Yapılacaklar
1. Seçilen metinde "İsmail BOZKURT" ile başlayıp "bütünlüğünü sağlamak olmalıdır." ile biten kısmı aynen kopyalayın.
2. Seçilen metne göre Cumhurbaşkanlığı seçiminin ikinci turu hangi tarihte yapıldı?
3. Mağusa Sancağı kitabını tanıtan yazıyı son cümlesinden sonra devam ettirin.

Seçilen metin

┌────────

İsmail BOZKURT

         Bir önceki gün, yani 18 Ekim 2020 Pazar günü, altı ay gecikmeli  Cumhurbaşkanlığı seçiminin ikinci turu yapıldı ve Ersin Tatar, beş yıl için KKTC’nin beşinci Cumhurbaşkanı oldu. Kendisini içtenlikle kutlar, başarılı bir cumhurbaşkanlığı dilerim.   

Keşke bu seçim belleklerde “demokrasi şöleni” olarak yer etse! Ne yazık ki öyle olmayacağı kesin! Geride derin izler, ötekileşmeler, hatta yaralar kaldı. Sayın Tatar’a düşen görev, bu kötü izleri ve yaraları sarmak, toplumun birlik ve bütünlüğünü sağlamak olmalıdır.

            Yazılarımı izleyenler, bu seçimde yaşanmış ya da yaşandığı savlanmış birçok konuya, seçim gündemi olmadığı zamanlar yazdığımı anımsayacaklardır. Bu seçim için de söylenecek çok şey var ama bu aşamada bunun “davulcu yellenmesi”nden çok da farkı olmayacağını düşünüyorum.

            Gelin bu gün güzel bir kitabı konuşalım.

“VAROLUŞ MÜCADELESİNDE MAĞUSA SANCAĞI”

         Bu adada, 1878’den başlayan ve süregiden bir varoluş savaşımımız vardır. Hem de gerçek anlamda, efsanevî bir savaşım! Bu savaşımda, nice bilinmeyenler, daha doğrusu yazılmadığından toplumsal bellekte izi olmayanlar olduğunu bilmek insanı üzüyor.  

         Genel olarak ne varoluş savaşımımızın; ne özelde 1955 – 1974 arasındaki direnişimizin; ne 21 Aralık 1963’ten sonra bizim bakımımızdan buharlaşan devlet boşluğunu dolduran direnişimizin simgesi TMT ve onun öncesindeki küçük direniş gruplarının gereği gibi yazıldığını ve toplumsal belekte doğru biçimde yer aldığını düşünmüyorum. 1955 – 1974 arasındaki dönemin çok az yazılan bir yönü de, yörelerin ya da yerleşim birimlerinin (kent, kasaba ve köylerin) direnişidir. . 

1930’lu yılların başında dünyayı kasıp kavuran Büyük Ekonomik Buhran sırasında ABD’de, karşılıksız olmaması düşüncesiyle üretim karşılığında kişilere parasal transfer yapmak için birçok yönteme başvuruldu. Biri de yerleşim yerlerinin monografik çalışmalarını teşvikti ve bu uygulama dolayısıyla ABD’nin, yerleşim yerlere yönelik monografik çalışmalar bakımından zengin bir birikimi vardır.   

Bu örneği şunun için anlattım: Bizde de bu işin önemini ve yaşamsallığını   bilen siyasal erkler olsaydı, genelde varoluş savaşımımız, özelde yerleşim birimlerinin direniş öyküleri konusunda zengin bir birikimimiz olabilirdi.  Ne yazık ki olmadı.

└────────

Kaynaktan alıntı
┌────────

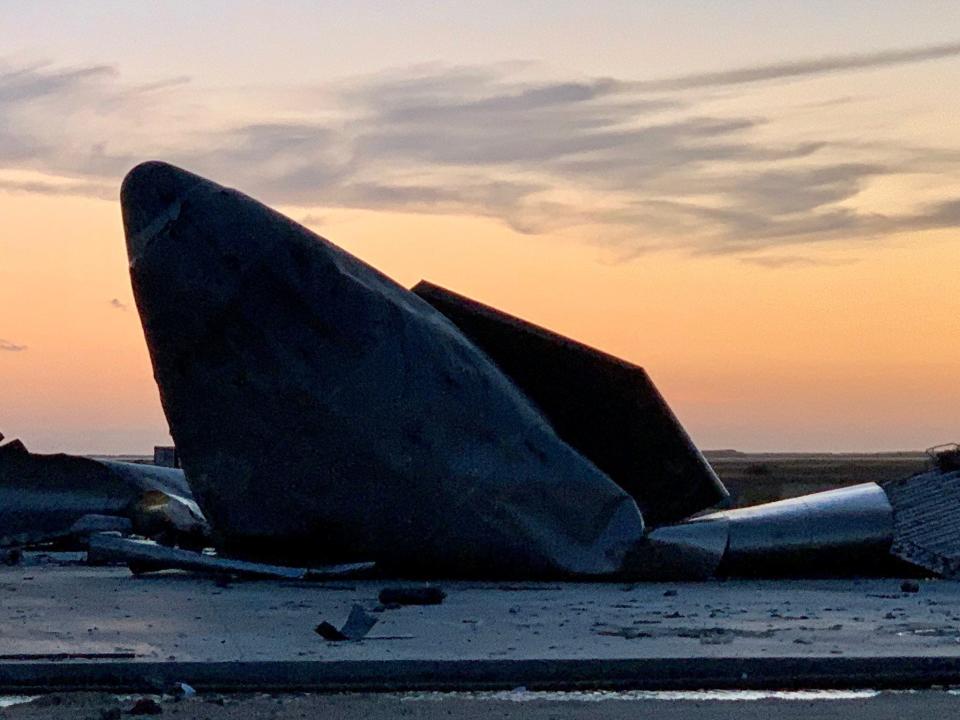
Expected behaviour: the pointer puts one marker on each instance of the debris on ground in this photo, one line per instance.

└────────

Alıştırma cevapları
1.
İsmail BOZKURT

         Bir önceki gün, yani 18 Ekim 2020 Pazar günü, altı ay gecikmeli  Cumhurbaşkanlığı seçiminin ikinci turu yapıldı ve Ersin Tatar, beş yıl için KKTC’nin beşinci Cumhurbaşkanı oldu. Kendisini içtenlikle kutlar, başarılı bir cumhurbaşkanlığı dilerim.   

Keşke bu seçim belleklerde “demokrasi şöleni” olarak yer etse! Ne yazık ki öyle olmayacağı kesin! Geride derin izler, ötekileşmeler, hatta yaralar kaldı. Sayın Tatar’a düşen görev, bu kötü izleri ve yaraları sarmak, toplumun birlik ve bütünlüğünü sağlamak olmalıdır.

2. 18 Ekim 2020 Pazar günü.

3.
Yakın bir geçmişte düzenlenen iki “Kıbrıs Türk Milli Mücadelesi ve bu mücadelede TMT’nin yeri” konulu sempozyumlarda, yerel direniş öykülerinin sunumlara konu edilmesini özendirmeye çalıştığımız halde çok iyi sonuç aldığımızı söyleyemem.  

***

Konumuza dönelim: Değerli dostum Turgay Bülent Göktürk’ün kaleme aldığı “VAROLUŞ MÜCADELESİNDE MAĞUSA SANCAĞI,” adı üstünde tam da savunduğum ve olmasını istediğim bir şeyi, Mağusa Sancağı’nın direniş öyküsünü, yakından tanıdığım Hilmi Kırgın’ın arşivinden anlatıyor. Zaten kitabın üst başlığı da “Hilmi Kırgın (Hilmi Komutan)’ın Arşivinden!” biçimindedir.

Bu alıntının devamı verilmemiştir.